TASK OBJECTIVE: Report how many lines in the records below contain the string "jacket". Give only the number.

ROWS:
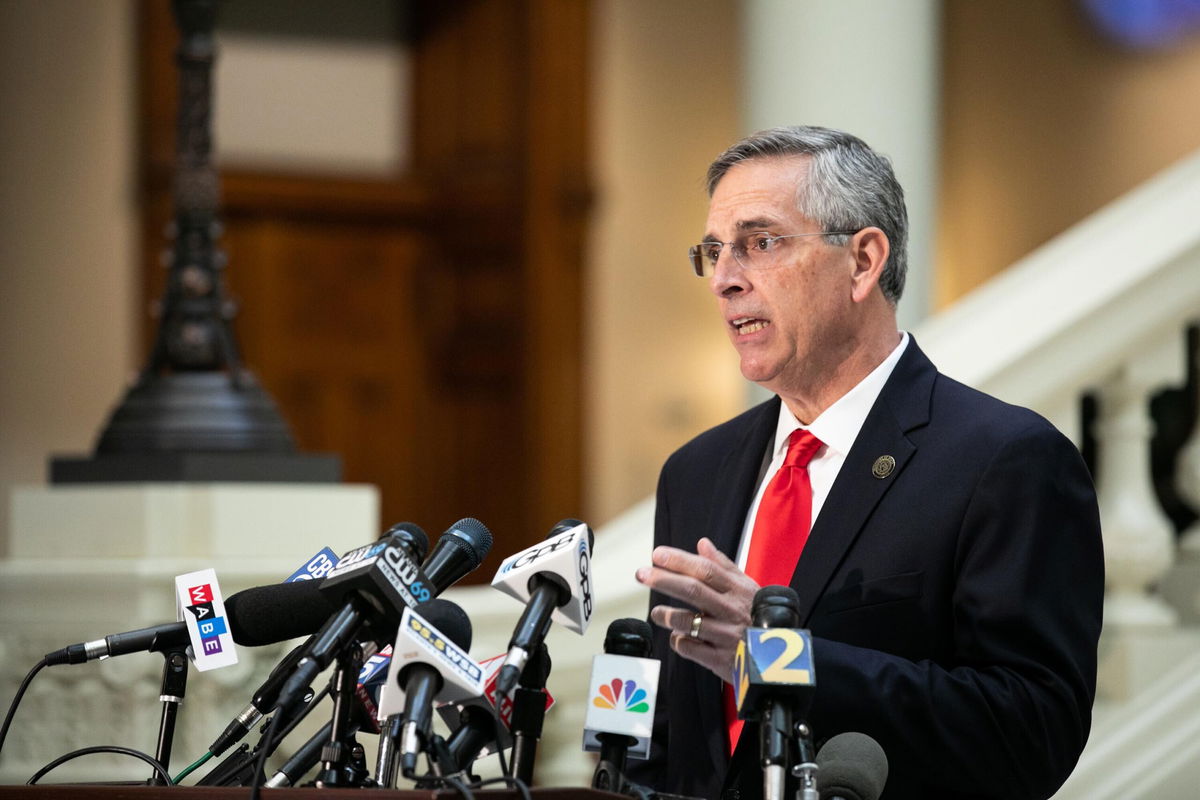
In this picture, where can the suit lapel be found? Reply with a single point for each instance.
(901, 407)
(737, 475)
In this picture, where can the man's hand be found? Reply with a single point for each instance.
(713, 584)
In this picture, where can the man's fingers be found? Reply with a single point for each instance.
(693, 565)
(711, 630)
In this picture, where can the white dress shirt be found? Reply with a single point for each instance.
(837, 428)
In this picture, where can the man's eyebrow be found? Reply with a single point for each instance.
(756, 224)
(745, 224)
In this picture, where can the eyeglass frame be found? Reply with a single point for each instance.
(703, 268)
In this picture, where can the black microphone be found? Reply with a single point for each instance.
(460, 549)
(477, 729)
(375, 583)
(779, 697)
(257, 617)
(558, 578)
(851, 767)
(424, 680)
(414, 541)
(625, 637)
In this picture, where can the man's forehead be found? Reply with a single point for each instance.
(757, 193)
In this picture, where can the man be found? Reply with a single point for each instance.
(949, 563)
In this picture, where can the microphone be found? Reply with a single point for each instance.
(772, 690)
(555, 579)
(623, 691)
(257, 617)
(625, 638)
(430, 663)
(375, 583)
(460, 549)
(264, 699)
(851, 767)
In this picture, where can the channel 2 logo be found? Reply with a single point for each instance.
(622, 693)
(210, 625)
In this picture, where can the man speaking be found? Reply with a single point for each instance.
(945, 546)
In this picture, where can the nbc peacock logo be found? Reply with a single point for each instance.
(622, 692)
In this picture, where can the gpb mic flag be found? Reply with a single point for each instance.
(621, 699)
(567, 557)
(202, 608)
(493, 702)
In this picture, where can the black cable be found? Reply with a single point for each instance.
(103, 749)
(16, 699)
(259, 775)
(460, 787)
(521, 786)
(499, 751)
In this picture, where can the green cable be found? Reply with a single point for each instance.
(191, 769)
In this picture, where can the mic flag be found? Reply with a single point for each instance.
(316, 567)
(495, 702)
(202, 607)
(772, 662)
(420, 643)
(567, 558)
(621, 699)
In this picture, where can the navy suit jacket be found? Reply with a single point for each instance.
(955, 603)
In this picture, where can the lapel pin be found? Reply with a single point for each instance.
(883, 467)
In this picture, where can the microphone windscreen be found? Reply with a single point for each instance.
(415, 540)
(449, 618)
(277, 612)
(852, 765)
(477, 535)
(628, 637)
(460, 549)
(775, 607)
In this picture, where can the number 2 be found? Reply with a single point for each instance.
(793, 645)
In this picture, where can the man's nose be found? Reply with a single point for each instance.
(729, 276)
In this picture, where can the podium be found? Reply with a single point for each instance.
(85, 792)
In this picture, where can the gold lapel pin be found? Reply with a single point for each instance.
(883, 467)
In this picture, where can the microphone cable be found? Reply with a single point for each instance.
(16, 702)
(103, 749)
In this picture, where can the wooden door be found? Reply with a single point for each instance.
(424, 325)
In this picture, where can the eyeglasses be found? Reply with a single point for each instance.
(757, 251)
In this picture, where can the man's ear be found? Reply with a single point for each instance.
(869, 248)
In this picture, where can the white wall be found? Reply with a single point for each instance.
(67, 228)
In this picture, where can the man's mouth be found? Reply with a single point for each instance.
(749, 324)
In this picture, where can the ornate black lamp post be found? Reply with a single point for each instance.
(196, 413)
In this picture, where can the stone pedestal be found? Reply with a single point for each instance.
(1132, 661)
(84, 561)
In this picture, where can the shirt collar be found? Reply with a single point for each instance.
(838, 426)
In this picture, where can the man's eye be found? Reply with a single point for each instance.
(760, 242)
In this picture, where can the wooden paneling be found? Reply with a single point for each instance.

* * *

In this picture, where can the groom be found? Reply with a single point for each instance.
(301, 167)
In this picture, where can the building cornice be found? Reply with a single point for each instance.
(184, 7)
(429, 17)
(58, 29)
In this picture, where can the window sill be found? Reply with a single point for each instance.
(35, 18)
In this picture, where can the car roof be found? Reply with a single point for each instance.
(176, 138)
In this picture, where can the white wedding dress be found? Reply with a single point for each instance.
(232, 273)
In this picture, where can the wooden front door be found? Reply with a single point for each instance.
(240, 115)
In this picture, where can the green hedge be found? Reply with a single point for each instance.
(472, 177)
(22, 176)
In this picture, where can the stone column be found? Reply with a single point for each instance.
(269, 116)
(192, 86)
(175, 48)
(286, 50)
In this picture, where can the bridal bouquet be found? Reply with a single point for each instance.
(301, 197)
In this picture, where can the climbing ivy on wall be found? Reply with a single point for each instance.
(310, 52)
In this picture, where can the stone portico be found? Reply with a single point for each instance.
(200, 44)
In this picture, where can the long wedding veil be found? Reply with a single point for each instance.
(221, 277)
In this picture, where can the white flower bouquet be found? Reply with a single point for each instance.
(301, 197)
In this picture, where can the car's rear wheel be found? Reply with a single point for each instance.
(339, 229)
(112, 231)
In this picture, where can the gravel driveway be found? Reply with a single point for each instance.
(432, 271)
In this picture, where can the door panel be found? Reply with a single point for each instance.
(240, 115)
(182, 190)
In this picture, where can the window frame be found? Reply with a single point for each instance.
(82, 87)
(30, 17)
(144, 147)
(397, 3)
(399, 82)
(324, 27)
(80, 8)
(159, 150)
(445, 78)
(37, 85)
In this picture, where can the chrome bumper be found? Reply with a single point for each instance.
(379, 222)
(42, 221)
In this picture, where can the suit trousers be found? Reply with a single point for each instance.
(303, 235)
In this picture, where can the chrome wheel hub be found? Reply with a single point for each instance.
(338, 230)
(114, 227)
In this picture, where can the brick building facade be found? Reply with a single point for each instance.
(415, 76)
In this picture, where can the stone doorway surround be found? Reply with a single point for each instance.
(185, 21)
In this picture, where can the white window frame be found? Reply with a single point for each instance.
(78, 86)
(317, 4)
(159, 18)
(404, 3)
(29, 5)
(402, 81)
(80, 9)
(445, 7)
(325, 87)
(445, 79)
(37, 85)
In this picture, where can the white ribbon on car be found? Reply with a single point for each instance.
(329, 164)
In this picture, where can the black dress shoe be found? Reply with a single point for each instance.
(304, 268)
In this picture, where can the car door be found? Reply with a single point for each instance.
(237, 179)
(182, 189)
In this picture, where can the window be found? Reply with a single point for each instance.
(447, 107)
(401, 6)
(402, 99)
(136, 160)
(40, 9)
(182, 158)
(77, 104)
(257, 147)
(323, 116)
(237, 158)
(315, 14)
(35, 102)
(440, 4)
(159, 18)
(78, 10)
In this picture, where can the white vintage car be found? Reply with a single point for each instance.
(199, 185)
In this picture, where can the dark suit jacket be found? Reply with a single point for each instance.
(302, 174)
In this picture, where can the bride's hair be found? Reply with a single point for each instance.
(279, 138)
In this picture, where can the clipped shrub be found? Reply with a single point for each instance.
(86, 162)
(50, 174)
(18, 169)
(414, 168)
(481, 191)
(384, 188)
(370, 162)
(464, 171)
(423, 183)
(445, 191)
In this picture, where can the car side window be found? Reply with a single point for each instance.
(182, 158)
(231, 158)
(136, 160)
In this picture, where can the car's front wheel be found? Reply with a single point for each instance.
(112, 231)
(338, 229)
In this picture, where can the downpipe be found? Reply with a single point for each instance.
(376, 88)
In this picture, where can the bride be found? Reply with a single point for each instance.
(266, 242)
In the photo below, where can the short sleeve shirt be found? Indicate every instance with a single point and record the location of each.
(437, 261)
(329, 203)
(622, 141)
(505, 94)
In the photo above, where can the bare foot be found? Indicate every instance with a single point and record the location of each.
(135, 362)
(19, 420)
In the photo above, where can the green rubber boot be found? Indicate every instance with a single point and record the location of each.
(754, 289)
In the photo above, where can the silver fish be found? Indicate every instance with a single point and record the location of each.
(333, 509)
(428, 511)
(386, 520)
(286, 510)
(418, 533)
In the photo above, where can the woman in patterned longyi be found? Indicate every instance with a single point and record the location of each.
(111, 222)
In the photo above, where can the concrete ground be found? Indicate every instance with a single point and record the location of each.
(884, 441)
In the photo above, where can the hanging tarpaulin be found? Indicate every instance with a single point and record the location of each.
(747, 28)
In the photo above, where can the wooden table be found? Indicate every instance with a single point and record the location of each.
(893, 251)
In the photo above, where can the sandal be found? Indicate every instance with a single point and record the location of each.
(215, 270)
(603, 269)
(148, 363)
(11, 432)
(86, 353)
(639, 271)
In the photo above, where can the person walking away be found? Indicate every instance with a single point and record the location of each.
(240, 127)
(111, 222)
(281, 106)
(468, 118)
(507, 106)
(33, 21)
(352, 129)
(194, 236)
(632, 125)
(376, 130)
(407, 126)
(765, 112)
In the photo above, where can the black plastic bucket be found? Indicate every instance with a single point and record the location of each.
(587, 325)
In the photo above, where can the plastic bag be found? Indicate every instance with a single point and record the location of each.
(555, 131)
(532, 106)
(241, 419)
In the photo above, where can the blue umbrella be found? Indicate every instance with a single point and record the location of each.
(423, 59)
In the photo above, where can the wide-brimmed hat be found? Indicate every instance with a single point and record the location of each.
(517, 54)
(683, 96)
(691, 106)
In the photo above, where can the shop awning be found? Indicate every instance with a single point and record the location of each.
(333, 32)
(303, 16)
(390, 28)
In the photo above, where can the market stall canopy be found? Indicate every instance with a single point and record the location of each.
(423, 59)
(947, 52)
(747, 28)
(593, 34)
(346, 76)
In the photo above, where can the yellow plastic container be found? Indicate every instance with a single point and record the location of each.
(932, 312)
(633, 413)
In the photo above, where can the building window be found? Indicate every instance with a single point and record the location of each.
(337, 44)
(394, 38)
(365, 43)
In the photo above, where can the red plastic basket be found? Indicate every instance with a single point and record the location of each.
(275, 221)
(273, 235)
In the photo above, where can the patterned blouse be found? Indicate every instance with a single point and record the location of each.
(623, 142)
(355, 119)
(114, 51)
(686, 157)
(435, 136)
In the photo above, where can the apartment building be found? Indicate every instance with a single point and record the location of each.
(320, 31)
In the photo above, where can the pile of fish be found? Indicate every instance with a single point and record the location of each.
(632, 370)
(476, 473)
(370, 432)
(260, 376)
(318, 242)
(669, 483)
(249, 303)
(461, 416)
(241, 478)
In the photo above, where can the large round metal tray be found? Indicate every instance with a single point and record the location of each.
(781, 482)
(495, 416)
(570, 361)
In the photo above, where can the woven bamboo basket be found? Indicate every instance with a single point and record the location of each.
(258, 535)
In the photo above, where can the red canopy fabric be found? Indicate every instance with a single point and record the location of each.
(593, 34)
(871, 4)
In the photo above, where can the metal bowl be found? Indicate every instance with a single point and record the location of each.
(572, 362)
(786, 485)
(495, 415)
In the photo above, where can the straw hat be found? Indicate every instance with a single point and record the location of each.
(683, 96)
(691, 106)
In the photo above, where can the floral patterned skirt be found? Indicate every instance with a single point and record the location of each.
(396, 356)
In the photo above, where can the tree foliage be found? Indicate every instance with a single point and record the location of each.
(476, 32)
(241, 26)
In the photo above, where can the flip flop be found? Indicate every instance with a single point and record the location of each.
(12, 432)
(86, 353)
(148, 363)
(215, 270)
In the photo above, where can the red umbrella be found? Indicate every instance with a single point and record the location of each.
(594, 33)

...

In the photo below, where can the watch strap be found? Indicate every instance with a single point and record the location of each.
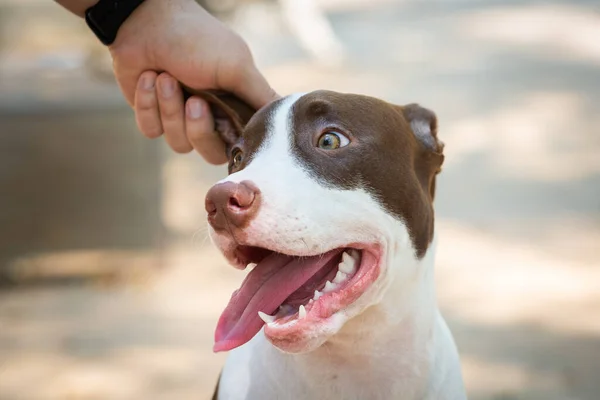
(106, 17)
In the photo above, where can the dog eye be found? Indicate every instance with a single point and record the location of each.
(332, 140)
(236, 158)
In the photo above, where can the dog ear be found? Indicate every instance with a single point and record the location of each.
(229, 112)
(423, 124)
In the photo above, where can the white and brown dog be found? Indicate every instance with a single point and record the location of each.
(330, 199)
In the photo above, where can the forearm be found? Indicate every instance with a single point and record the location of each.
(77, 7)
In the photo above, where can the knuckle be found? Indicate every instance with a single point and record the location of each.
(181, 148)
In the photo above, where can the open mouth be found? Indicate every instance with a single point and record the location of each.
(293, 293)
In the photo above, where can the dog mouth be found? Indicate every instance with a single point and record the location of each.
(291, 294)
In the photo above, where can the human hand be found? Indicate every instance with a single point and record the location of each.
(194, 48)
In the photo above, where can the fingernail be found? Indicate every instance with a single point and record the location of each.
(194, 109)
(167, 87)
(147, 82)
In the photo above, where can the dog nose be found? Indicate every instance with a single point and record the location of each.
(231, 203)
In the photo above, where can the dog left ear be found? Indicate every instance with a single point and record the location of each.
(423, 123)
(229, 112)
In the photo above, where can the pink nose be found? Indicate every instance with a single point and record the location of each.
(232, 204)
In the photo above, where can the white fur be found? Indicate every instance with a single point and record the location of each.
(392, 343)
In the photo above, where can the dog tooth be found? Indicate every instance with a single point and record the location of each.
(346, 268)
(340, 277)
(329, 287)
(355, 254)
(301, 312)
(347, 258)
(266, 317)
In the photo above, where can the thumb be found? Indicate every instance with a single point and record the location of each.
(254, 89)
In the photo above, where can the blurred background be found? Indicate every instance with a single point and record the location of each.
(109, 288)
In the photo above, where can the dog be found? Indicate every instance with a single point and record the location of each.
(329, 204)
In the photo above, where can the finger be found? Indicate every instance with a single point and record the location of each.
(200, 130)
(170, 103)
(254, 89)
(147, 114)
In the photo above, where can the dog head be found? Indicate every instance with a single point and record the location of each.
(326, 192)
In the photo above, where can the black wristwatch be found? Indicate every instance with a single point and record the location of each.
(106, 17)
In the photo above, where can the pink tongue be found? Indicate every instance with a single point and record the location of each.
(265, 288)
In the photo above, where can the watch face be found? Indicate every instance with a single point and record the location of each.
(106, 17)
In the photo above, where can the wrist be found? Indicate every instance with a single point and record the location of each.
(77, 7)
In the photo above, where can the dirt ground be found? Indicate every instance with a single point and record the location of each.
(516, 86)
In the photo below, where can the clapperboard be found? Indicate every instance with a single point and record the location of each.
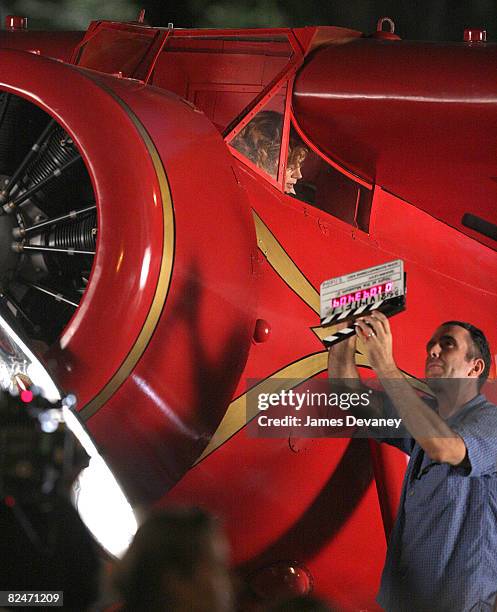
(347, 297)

SOLUTION TO THIS TASK: 2